──────── Excerpted passage ────────
Migrant rights defenders concerned by new agreements that further militarize the borders of Mexico, Guatemala and Honduras

Published by Brent Patterson on

Mexican soldiers in Chiapas near the border with Guatemala. Photo by Isaac Guzman/Agence France Presse.

On April 12, Common Dreams reported: “Human rights defenders expressed concern Monday after the Biden administration announced it reached agreements with Mexico, Honduras, and Guatemala for those countries to boost their deployments of military forces to stop the flow migrants trying to make their way to the United States.”

That article highlights that White House press secretary Jen Psaki said that under the agreements Mexico will keep 10,000 troops at its southern border, Guatemala will have 1,500 police and military personnel on their border with Honduras, and Honduras will have 7,000 police and military to disperse large contingents of migrants.
──────── Dataset content ────────
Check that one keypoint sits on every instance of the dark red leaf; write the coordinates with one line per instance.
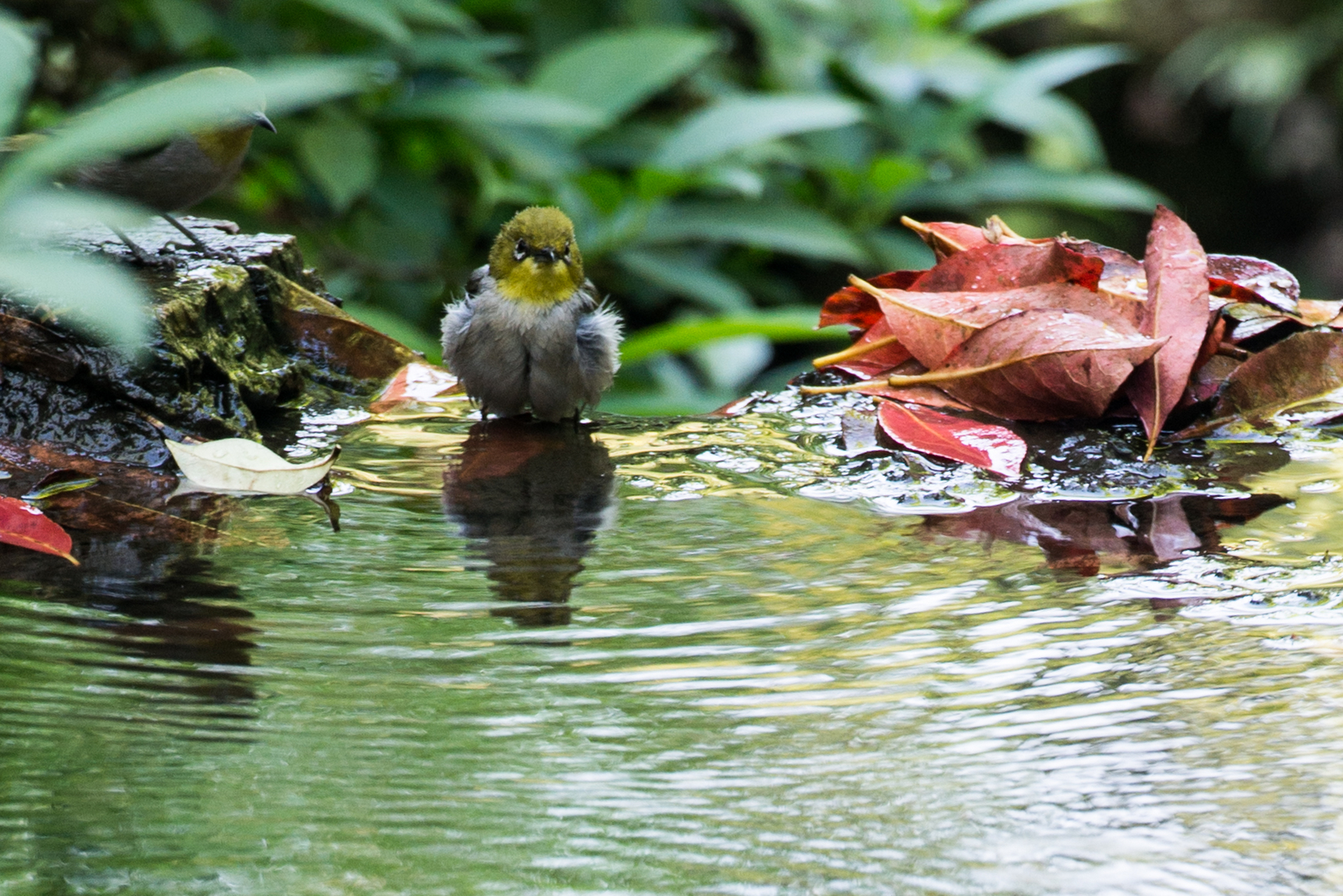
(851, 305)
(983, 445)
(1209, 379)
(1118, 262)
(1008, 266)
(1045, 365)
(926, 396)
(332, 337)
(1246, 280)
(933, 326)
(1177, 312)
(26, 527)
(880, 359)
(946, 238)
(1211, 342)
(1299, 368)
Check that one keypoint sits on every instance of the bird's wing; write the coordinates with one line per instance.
────────
──────── Dataset content ────────
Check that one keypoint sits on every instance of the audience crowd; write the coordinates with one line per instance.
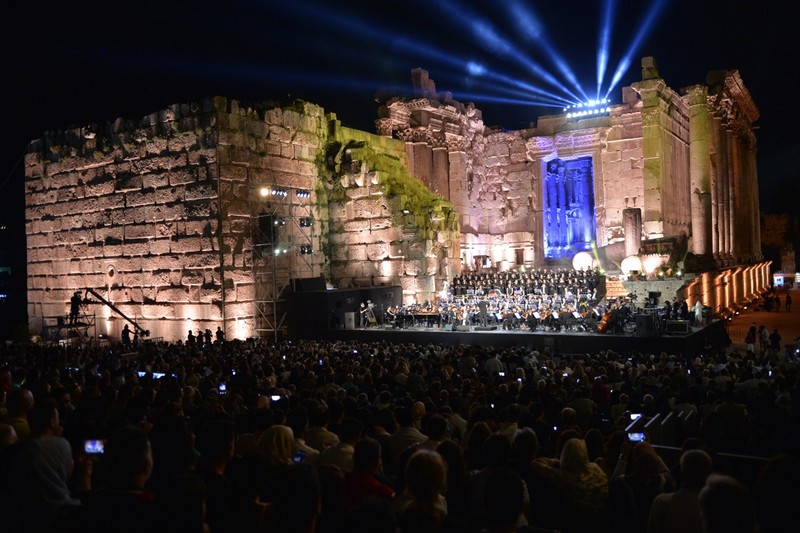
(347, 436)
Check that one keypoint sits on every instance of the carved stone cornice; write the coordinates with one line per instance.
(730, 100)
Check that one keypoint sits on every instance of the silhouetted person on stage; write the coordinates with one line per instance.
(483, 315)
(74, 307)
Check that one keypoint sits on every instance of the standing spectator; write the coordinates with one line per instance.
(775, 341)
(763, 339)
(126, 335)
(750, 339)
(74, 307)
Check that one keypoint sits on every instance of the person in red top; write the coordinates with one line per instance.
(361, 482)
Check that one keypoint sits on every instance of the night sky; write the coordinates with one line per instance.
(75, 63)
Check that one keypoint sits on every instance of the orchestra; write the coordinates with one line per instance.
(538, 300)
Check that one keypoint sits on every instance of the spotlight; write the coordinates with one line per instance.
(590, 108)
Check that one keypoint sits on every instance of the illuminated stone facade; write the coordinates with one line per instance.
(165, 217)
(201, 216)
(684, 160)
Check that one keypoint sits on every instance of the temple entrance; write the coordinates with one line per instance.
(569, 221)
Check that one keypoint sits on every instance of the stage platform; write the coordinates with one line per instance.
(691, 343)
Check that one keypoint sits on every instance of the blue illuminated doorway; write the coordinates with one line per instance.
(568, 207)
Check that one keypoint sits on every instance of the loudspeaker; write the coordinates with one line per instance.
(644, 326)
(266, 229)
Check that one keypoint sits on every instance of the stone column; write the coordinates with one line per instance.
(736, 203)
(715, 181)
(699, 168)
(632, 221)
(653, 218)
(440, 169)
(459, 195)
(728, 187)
────────
--- Given request 1 ---
Using the article on border militarization, answer each question:
(a) Who is credited with the photo of Mexican soldiers in Chiapas?
(b) How many troops will Mexico keep at its southern border under the agreements?
(c) How many police and military personnel will Honduras have to disperse large contingents of migrants?
--- Given request 2 ---
Repeat the border militarization article word for word, everything from "Migrant rights defenders" down to "Guzman/Agence France Presse.".
The records have no connection to the text.

--- Full output 1 ---
(a) Isaac Guzman/Agence France Presse
(b) 10,000
(c) 7,000

--- Full output 2 ---
Migrant rights defenders concerned by new agreements that further militarize the borders of Mexico, Guatemala and Honduras

Published by Brent Patterson on

Mexican soldiers in Chiapas near the border with Guatemala. Photo by Isaac Guzman/Agence France Presse.